- What needs to be done
Without changing a single character, write out every record below.

- Provided data
··········

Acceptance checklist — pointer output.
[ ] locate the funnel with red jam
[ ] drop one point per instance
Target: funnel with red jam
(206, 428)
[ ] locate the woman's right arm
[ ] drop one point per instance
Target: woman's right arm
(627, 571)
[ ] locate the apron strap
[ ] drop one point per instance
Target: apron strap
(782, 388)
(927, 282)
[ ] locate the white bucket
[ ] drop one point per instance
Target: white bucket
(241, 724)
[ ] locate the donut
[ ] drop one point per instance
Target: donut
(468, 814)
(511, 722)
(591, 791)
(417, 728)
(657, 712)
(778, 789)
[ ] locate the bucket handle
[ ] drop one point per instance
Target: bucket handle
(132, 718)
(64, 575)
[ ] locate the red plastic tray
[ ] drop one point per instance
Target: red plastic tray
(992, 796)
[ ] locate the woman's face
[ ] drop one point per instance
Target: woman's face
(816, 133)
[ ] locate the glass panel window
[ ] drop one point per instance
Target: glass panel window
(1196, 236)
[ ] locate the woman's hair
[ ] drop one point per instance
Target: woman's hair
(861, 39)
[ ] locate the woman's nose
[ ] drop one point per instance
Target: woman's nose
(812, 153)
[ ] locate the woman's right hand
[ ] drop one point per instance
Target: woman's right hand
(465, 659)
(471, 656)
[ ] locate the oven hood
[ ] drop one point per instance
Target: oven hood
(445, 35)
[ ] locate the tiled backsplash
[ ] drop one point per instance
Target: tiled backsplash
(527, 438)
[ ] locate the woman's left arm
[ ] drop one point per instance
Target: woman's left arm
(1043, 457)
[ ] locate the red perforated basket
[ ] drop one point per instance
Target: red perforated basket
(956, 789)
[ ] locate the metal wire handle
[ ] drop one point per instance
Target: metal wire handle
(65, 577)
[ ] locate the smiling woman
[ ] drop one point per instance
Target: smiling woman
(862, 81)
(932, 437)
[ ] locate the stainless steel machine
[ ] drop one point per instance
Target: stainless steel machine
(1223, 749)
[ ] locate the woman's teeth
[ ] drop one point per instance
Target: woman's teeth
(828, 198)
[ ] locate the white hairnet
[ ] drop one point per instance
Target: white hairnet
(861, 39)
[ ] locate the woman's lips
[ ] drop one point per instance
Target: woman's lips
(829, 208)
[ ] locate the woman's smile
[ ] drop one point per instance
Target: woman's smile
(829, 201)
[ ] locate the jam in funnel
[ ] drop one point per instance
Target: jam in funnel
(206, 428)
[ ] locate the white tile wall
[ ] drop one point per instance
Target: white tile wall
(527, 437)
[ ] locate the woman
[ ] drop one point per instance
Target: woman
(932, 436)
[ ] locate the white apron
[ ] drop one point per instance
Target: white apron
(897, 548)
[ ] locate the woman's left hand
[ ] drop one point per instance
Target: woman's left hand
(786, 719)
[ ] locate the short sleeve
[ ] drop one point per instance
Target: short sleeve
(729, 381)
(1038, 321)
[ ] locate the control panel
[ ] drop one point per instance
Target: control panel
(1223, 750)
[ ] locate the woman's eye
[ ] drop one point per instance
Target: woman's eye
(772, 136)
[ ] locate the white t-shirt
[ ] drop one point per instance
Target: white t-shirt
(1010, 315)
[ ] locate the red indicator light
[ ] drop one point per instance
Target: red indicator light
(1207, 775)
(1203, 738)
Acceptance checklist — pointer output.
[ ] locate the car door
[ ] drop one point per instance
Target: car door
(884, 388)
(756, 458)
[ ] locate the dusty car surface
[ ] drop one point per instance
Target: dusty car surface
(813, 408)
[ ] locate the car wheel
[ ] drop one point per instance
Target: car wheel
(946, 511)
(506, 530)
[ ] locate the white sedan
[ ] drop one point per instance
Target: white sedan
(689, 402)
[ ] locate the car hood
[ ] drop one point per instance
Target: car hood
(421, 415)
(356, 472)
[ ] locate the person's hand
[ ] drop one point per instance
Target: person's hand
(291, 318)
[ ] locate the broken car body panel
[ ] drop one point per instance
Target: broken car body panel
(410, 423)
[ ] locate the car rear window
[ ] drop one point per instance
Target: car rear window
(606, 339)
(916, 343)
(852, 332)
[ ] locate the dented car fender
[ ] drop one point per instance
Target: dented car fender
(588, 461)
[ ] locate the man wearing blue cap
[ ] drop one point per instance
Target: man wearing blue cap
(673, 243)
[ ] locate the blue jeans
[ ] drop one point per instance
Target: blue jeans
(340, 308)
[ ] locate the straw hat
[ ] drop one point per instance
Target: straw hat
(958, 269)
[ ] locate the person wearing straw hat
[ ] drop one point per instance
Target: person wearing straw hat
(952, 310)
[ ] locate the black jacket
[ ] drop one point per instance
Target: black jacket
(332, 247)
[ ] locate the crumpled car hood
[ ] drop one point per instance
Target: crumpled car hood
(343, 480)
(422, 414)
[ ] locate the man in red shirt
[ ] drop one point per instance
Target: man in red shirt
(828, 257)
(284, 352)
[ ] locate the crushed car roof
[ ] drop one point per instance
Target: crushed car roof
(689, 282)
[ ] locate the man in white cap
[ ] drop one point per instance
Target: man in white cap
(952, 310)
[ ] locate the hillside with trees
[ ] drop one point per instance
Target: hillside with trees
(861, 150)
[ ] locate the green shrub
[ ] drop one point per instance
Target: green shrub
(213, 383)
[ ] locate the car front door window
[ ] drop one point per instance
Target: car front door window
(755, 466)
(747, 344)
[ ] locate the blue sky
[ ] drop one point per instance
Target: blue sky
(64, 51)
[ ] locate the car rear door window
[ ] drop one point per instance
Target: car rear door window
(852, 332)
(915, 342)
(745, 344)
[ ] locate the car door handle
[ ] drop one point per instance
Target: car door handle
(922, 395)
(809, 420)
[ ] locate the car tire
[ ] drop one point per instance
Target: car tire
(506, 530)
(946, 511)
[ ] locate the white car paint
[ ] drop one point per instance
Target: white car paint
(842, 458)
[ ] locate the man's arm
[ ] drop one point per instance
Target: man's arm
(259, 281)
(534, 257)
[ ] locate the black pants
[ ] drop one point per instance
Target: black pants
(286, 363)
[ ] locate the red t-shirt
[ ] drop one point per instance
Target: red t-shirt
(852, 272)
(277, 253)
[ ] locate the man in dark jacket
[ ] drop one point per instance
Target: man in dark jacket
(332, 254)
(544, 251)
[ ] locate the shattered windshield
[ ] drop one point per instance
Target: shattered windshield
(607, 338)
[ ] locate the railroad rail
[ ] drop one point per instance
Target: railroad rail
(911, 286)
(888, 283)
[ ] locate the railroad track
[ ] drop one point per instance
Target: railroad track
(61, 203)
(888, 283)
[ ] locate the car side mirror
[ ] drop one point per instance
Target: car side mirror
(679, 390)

··········

- Solution for this exercise
Acceptance checklist — pointer output.
[ ] locate the funnel with red jam
[ ] drop one point per instance
Target: funnel with red jam
(206, 428)
[ ] locate the woman's right arm
[ ] drop one point per instance
Target: woman's right arm
(627, 571)
[ ] locate the apron strap
[ ] drop one point per instance
Target: apron strap
(782, 388)
(927, 282)
[ ] locate the white bucket
[ ] drop one point per instance
Target: white bucket
(241, 724)
[ ] locate the donut
[ ] drop one point per instance
Target: donut
(468, 814)
(511, 722)
(591, 791)
(417, 728)
(657, 712)
(778, 789)
[ ] locate the bucket handle
[ ] drop one point per instance
Target: bucket handle
(132, 718)
(64, 575)
[ ] locate the red plastic tray
[ ] drop one point per instance
Target: red plastic tray
(992, 796)
[ ] locate the woman's face
[ ] drop one point per instance
Target: woman's face
(816, 133)
[ ] locate the glass panel window
[ ] drop one point per instance
Target: glass panel window
(1196, 236)
[ ] locate the woman's hair
[ ] drop one point per instance
Target: woman's hair
(861, 39)
[ ] locate the woman's nose
[ ] drop one point per instance
Target: woman's nose
(812, 153)
[ ] locate the woman's right hand
[ ] drop one point per instance
Target: woman's right hand
(465, 659)
(471, 656)
[ ] locate the oven hood
[ ] drop one point per instance
Target: oven hood
(445, 35)
[ ] locate the tiled backsplash
[ ] drop one point per instance
Target: tiled backsplash
(527, 438)
[ ] locate the woman's left arm
[ ] drop one point per instance
Target: woman's left arm
(1043, 457)
[ ] locate the red perforated basket
[ ] drop one point per instance
Target: red perforated basket
(956, 789)
[ ] locate the metal wire handle
[ ] drop one point per instance
Target: metal wire handle
(65, 577)
[ ] locate the smiling woman
[ ] drop one point per instance
Target: smiling woman
(862, 81)
(932, 437)
[ ] locate the stainless steel machine
[ ] drop one point per instance
Target: stainless steel machine
(1223, 749)
[ ] locate the woman's teeth
[ ] drop one point per instance
Target: woman's teeth
(828, 198)
[ ] locate the white hairnet
[ ] drop one point per instance
Target: white hairnet
(861, 39)
[ ] locate the woman's lips
[ ] drop one point per instance
Target: woman's lips
(829, 208)
[ ] locate the woman's smile
[ ] drop one point per instance
Target: woman's smile
(829, 201)
[ ] locate the jam in funnel
[ ] drop one point per instance
Target: jam in funnel
(206, 428)
[ ] locate the white tile wall
[ ] drop one point per instance
Target: white tile wall
(527, 437)
[ ] locate the woman
[ ] drop one point per instance
Target: woman
(932, 436)
[ ] locate the white apron
[ ] drop one point per instance
Target: white apron
(897, 548)
[ ] locate the woman's left hand
[ ] drop one point per instance
Target: woman's left hand
(786, 719)
[ ] locate the short sleeve
[ ] drop one point per instance
Target: short sleeve
(729, 381)
(1038, 321)
[ ] locate the control panel
[ ] drop one point per instance
Target: control panel
(1223, 750)
[ ] locate the woman's eye
[ ] drop one point per instance
Target: woman's eye
(772, 136)
[ ] locate the white t-shirt
[ ] drop one point per instance
Target: white t-shirt
(1010, 315)
[ ] locate the red indicator light
[ ] drop one point per instance
Target: red indicator light
(1207, 775)
(1203, 738)
Acceptance checklist — pointer output.
[ ] locate the car door
[ ] drop one point per instance
Target: car door
(884, 388)
(756, 458)
[ ] locate the dusty car surface
[ ] drop one point per instance
Target: dusty car surface
(813, 408)
[ ] locate the car wheel
[ ] drop one point per instance
Target: car wheel
(946, 511)
(506, 530)
[ ] locate the white sedan
[ ] drop one point per instance
Target: white sedan
(689, 402)
[ ] locate the car hood
[ ] drop one point per instance
Target: car hood
(421, 415)
(356, 472)
[ ] locate the person's hand
[ ] drop one point per instance
Target: person's hand
(291, 318)
[ ] locate the broken car body panel
[ ] drop one point per instance
Target: broken car body panel
(410, 423)
[ ] locate the car rear window
[ ] drop one point per instance
Target: car rear window
(606, 339)
(916, 343)
(852, 332)
[ ] locate the dented car fender
[ ] drop one point per instance
Target: dented car fender
(588, 461)
[ ] locate the man wearing blue cap
[ ] drop one point per instance
Target: man wearing blue cap
(673, 243)
[ ] locate the blue jeans
[ ] drop one point per instance
Target: blue jeans
(340, 308)
[ ] locate the straw hat
[ ] drop one point per instance
Target: straw hat
(958, 269)
[ ] locate the person wearing straw hat
[ ] drop one point per instance
Target: person wearing straw hat
(952, 310)
[ ] locate the black jacket
[ ] drop one point per instance
Target: black jacket
(332, 247)
[ ] locate the crumpled car hood
[ ] drop one point per instance
Target: crumpled car hood
(343, 480)
(422, 414)
[ ] locate the man in red shirt
[ ] drop one point per instance
Target: man in red shirt
(828, 257)
(284, 352)
[ ] locate the crushed car roof
[ ] drop one point per instance
Target: crushed car roof
(689, 282)
[ ] locate the man in white cap
[ ] drop one point per instance
Target: man in white cap
(952, 310)
[ ] locate the hillside with trees
[ ] drop one point per instance
Target: hillside with trees
(861, 150)
[ ] locate the green shrub
[ ] drop one point per instance
Target: green shrub
(213, 383)
[ ] locate the car front door window
[ ] drop one point per instance
Target: car front door window
(755, 466)
(747, 344)
[ ] locate the blue sky
[ ] drop one point per instance
Target: blue sky
(64, 51)
[ ] locate the car rear door window
[ ] drop one point per instance
Target: car rear door window
(852, 332)
(915, 342)
(745, 344)
[ ] locate the car door handle
[ ] drop one point per instance
Target: car door handle
(922, 395)
(809, 420)
[ ] locate the car tire
[ ] drop one point per instance
Target: car tire
(506, 530)
(946, 511)
[ ] locate the white car paint
[ ] drop one point per instance
Target: white car paint
(842, 458)
[ ] locate the man's arm
[ ] drop one point per instance
Target: man's arm
(259, 281)
(534, 257)
[ ] locate the black pants
[ ] drop one point per instance
Target: black pants
(286, 363)
[ ] locate the red t-shirt
[ ] drop one point per instance
Target: red t-shirt
(852, 272)
(277, 253)
[ ] locate the man in dark jacket
[ ] drop one point per instance
Target: man in dark jacket
(332, 254)
(544, 251)
[ ] locate the shattered windshield
[ ] drop one point per instance
Target: shattered windshield
(607, 338)
[ ] locate the railroad rail
[ ] drop one point per instance
Target: railroad rail
(911, 286)
(888, 283)
[ ] locate the railroad track
[ ] drop one point per instance
Target: railroad track
(61, 203)
(888, 283)
[ ] locate the car side mirror
[ ] drop one point per instance
Target: car side mirror
(679, 390)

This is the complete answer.